• TASK OBJECTIVE: Every record must be repeated precisely as it stands.
START DATA LISTING
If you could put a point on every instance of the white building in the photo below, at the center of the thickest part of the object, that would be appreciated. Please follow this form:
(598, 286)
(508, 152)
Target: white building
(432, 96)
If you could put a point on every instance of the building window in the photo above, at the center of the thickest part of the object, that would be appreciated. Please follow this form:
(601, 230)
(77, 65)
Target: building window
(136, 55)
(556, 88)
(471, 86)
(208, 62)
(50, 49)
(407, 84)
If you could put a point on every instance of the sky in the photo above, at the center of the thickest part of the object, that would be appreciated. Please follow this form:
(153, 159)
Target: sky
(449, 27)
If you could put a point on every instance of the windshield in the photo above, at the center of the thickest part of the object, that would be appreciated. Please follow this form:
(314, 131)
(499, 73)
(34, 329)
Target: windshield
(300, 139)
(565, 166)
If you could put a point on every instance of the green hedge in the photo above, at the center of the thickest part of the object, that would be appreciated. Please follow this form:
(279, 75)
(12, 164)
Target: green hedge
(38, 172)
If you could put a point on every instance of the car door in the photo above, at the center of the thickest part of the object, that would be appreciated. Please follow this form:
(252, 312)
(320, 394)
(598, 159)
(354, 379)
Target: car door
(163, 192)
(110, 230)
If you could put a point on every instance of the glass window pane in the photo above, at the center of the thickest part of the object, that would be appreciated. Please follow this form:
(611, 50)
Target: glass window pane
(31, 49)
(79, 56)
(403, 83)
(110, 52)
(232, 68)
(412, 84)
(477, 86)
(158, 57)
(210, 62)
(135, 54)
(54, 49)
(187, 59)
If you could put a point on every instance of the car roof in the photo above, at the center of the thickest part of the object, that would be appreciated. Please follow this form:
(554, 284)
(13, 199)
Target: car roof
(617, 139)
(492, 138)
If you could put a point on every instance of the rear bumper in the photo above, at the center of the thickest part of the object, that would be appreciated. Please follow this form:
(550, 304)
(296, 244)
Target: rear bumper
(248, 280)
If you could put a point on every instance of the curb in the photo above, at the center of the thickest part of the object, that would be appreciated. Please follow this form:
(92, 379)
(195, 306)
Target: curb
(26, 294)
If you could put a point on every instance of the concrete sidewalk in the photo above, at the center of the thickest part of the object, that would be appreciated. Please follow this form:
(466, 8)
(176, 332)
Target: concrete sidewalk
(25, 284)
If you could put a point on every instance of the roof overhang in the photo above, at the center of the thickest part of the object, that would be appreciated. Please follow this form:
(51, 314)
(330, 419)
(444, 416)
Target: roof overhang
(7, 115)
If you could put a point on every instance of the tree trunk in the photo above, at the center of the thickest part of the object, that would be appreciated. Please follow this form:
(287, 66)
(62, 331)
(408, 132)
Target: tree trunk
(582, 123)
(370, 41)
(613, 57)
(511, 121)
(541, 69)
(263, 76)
END DATA LISTING
• EXERCISE RESPONSE:
If you could put a point on every instance of the white building in the photo below, at the center of the thickest part of the object, that would be appreciated. Please follow this form:
(598, 286)
(508, 152)
Target: white building
(432, 96)
If you could put a point on every instance of the building window in the photo above, at the center of the thickest part of the object, that would be appreciated. Please follow this form:
(601, 230)
(77, 65)
Target: building window
(136, 55)
(556, 88)
(471, 86)
(208, 62)
(50, 49)
(407, 84)
If you could put a point on every instance of the sky in the photo above, at the center of the thickest part of the object, that would be appreciated. Please follow this form:
(153, 159)
Target: sky
(449, 27)
If you could put a point on every instance of the windshield in the photo above, at the center of the thickest part of the object, that would be appreciated. Please follow this form:
(314, 131)
(499, 73)
(34, 329)
Target: windshield
(300, 139)
(565, 166)
If you could put a point on every instance of the green hedge in the photo above, at the center of the thickest part of the object, that would be appreciated. Please follow this form:
(279, 75)
(12, 164)
Target: green hedge
(38, 172)
If you could put a point on every instance of the car door in the photo above, at the center of the thickest part of the object, that would be appreciated. Please follow this form:
(252, 312)
(320, 394)
(598, 159)
(354, 379)
Target: car door
(163, 192)
(110, 230)
If you could put a point on every instance of the glass window pane in the photo above, at the center of the thickest part of the object, that would be appreciated. Please follow this form:
(611, 50)
Target: glass window pane
(31, 49)
(79, 56)
(403, 83)
(110, 52)
(232, 68)
(412, 84)
(477, 86)
(158, 57)
(210, 62)
(135, 54)
(54, 49)
(187, 59)
If you could put a point on every instance of the car roof in the photo above, at the center of the thickest part of the object, that would be appreciated. Please follow this form:
(554, 284)
(13, 199)
Target: car roof
(617, 139)
(492, 138)
If you could put a point on every instance of the rear bumper in the photo above, at the center of the thickest part of the object, that would be appreciated. Please follow this form:
(550, 304)
(296, 244)
Target: rear bumper
(248, 280)
If you could put a point on every instance of the curb in the photo above, at the center of the thickest part of the object, that would be appreciated. Please follow this form:
(92, 379)
(195, 306)
Target: curb
(26, 294)
If you could put a point on every instance of the concrete sidewalk in the photo above, at the center of the thickest part of the object, that would be appreciated. Please follow this form:
(466, 8)
(176, 332)
Target: concrete sidewalk
(25, 284)
If you could put a point on every instance of the roof overhang in the photo above, at the center of the thickest part of the object, that would be appreciated. Please follow this form:
(51, 314)
(330, 419)
(444, 416)
Target: roof overhang
(7, 115)
If you could put a point on every instance of the tree trunk in the photo above, at the center of the thickest part of the object, that would be appreciated. Please follow this form:
(287, 66)
(62, 331)
(408, 132)
Target: tree trunk
(582, 123)
(370, 41)
(613, 57)
(511, 121)
(541, 69)
(263, 76)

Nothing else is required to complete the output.